Document →
_ _ _ _ _ _ _

Turning an array of Java8 streams into a stream of tuples - java-8

Let's say I have an array of Java 8 streams: Stream<T>[] streams, I'd like to make a Stream where each element of the new stream is an array composed by picking one element from each of the initial base streams (let's assume they're all sequential).
For instance if I have:
streams [ 0 ] returning: ( "A", "B", "C" ),
streams [ 1 ] returning ( "X", "Y", "Z" )
and streams [ 2 ] as ( "0", "1", "2" )
I'd like a stream that returns
( { "A", "X", "0" }, { "B", "Y", "1" }, { "C", "Z", "2" } )
Is there some code that already implements this? I have an idea of how to do it, it would be a generalisation of the pair case, but I'd like to know if something reusable is already around.
EDIT: sorry, I realised I need some clarification:
I don't want to create the whole matrix, I want a stream that dynamically returns one row at a time (first A/X/0, then B/Y/1, etc), without having to occupy memory with all the rows in advance. I'm fine with reasonable assumptions over the sizes of base streams (eg, taking the minimum, stopping as soon as there is a stream that has no more elements to return).
I know this can be implemented by first turning the base streams into iterators, then creating a new iterator which of next() picks one element from each of the underlining iterators and returns a new row. That is what the pair example I've linked above does and I could implement it that way on myself, here I'm trying to understand if it has been already done in some library (I know JDK has no such function).

First things first, it's a very bad idea to keep an array of streams, because they can't be reused and it complicates already complicated possible solutions.
No, it's not possible in the plain JDK. There is no zip functionality, neither we have Tuples, so I am afraid this is the best thing you can come up with:
Stream[] streams = Stream.of(
Stream.of("A", "B", "C"),
Stream.of("X", "Y", "Z"),
Stream.of("0", "1", "2"))
.toArray(Stream[]::new);
String[][] arrays = Arrays.stream(streams)
.map(s -> s.toArray(String[]::new))
.toArray(String[][]::new);
int minSize = Arrays.stream(arrays)
.mapToInt(s -> s.length)
.min().orElse(0);
String[][] zipped = IntStream.range(0, minSize)
.mapToObj(i -> Arrays.stream(arrays)
.map(s -> s[i])
.toArray(String[]::new))
.toArray(String[][]::new);
First, we need to convert an array of streams into an array of arrays or anything else that we can traverse more than once.

_ _ _ _ _ _ _

The request → Reproduce word for word the part of the Java streams post that opens with the words containing "EDIT: sorry, I" and closes with "no such function).".

Records shown →
_ _ _ _ _ _ _

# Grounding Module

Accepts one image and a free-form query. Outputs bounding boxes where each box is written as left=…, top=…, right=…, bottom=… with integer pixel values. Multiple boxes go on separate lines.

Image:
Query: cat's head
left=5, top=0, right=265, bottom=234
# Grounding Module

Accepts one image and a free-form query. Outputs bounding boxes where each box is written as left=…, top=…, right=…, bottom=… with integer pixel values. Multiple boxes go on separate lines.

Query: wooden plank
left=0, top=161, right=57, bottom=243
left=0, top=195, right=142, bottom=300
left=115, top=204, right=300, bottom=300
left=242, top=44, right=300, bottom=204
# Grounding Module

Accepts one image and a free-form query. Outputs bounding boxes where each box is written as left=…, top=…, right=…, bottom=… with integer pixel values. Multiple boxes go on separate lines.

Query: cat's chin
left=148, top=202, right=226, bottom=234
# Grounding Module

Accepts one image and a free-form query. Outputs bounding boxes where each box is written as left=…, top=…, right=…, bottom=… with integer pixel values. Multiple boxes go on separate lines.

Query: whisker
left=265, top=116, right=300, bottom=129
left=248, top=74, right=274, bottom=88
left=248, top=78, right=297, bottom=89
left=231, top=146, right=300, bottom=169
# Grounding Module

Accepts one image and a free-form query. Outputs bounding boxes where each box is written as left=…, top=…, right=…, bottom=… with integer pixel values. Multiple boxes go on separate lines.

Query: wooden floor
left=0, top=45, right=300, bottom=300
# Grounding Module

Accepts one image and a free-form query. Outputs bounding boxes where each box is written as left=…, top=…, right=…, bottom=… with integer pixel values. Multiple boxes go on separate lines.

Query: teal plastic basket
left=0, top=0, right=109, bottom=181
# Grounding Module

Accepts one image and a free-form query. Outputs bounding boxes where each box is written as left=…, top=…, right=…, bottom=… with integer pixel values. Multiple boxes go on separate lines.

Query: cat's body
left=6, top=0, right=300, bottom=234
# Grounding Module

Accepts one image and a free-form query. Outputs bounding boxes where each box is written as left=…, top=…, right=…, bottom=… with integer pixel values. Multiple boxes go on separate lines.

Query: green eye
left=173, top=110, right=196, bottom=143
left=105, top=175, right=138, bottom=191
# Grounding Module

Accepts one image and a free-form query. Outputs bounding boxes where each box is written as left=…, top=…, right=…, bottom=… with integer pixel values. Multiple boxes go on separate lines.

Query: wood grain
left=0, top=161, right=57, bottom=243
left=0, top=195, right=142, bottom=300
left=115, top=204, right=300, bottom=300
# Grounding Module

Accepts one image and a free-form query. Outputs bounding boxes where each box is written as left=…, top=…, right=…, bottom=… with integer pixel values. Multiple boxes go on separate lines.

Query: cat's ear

_ _ _ _ _ _ _

Written solution →
EDIT: sorry, I realised I need some clarification:
I don't want to create the whole matrix, I want a stream that dynamically returns one row at a time (first A/X/0, then B/Y/1, etc), without having to occupy memory with all the rows in advance. I'm fine with reasonable assumptions over the sizes of base streams (eg, taking the minimum, stopping as soon as there is a stream that has no more elements to return).
I know this can be implemented by first turning the base streams into iterators, then creating a new iterator which of next() picks one element from each of the underlining iterators and returns a new row. That is what the pair example I've linked above does and I could implement it that way on myself, here I'm trying to understand if it has been already done in some library (I know JDK has no such function).